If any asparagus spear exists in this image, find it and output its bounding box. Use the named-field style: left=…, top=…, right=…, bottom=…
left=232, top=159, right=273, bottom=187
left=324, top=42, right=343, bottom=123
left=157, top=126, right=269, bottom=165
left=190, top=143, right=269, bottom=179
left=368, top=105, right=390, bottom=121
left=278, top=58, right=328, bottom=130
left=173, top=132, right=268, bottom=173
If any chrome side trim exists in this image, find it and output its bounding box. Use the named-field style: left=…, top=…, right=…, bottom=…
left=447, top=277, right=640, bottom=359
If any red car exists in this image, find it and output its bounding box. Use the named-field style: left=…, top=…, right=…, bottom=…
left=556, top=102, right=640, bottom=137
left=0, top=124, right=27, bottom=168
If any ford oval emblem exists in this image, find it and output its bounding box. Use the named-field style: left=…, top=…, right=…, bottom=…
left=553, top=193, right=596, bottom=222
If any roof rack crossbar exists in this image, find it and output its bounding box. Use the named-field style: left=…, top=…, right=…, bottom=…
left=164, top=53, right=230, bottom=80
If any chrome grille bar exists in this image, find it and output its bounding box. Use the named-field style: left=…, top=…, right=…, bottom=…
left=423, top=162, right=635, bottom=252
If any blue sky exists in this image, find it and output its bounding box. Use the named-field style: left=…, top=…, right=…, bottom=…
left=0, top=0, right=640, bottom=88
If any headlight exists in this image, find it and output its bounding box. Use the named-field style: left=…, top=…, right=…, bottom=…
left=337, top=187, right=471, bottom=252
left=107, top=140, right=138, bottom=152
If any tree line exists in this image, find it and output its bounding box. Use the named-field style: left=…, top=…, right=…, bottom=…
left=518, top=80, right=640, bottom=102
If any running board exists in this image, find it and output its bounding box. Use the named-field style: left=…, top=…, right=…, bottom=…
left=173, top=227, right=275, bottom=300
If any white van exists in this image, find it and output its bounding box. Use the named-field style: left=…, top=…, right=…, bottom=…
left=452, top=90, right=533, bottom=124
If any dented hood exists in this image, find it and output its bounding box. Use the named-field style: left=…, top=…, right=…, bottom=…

● **Work required**
Rewrite all the rows above, putting "labeled-field format" in place of every "named-field style" and leaving everything else unchanged.

● **Exercise solution**
If any asparagus spear exists in this image, find it and output its bounding box. Use the labeled-field format: left=…, top=…, right=…, bottom=…
left=232, top=159, right=273, bottom=187
left=324, top=42, right=343, bottom=123
left=157, top=126, right=269, bottom=165
left=190, top=143, right=269, bottom=179
left=368, top=105, right=390, bottom=121
left=278, top=58, right=328, bottom=130
left=173, top=132, right=268, bottom=173
If any chrome side trim exists in this image, find it and output its bounding box. Use the labeled-field format: left=…, top=…, right=…, bottom=…
left=447, top=277, right=640, bottom=359
If any red car exists in this image, find it and output its bounding box. Use the labeled-field format: left=…, top=…, right=…, bottom=…
left=556, top=102, right=640, bottom=137
left=0, top=124, right=27, bottom=168
If any ford oval emblem exists in this image, find it and output its bounding box. Use the labeled-field format: left=…, top=…, right=…, bottom=…
left=553, top=193, right=596, bottom=222
If any roof rack crossbar exists in this image, find it and output its bounding box. Use the labeled-field format: left=…, top=…, right=…, bottom=…
left=164, top=53, right=230, bottom=80
If any chrome grille bar exists in this image, find it and output its bounding box. Use the labeled-field format: left=…, top=…, right=…, bottom=…
left=423, top=162, right=635, bottom=252
If any blue sky exists in this image, find it and output its bounding box. Use the labeled-field format: left=…, top=…, right=…, bottom=…
left=0, top=0, right=640, bottom=88
If any headlight exists in this image, find it and output its bounding box. Use the labeled-field format: left=…, top=…, right=…, bottom=…
left=337, top=187, right=471, bottom=252
left=107, top=140, right=138, bottom=152
If any tree line exists in this image, find it and output its bounding box. Use the labeled-field format: left=…, top=…, right=…, bottom=…
left=518, top=80, right=640, bottom=102
If any running board exists in this image, find it and output its bounding box. Use the labeled-field format: left=…, top=…, right=…, bottom=…
left=173, top=227, right=275, bottom=300
If any white van exists in this image, find it and output its bounding box. Use the labeled-field format: left=…, top=…, right=…, bottom=…
left=452, top=90, right=533, bottom=124
If any dented hood exists in this image, find it and output its bounding box. Use the labeled-field format: left=…, top=…, right=…, bottom=…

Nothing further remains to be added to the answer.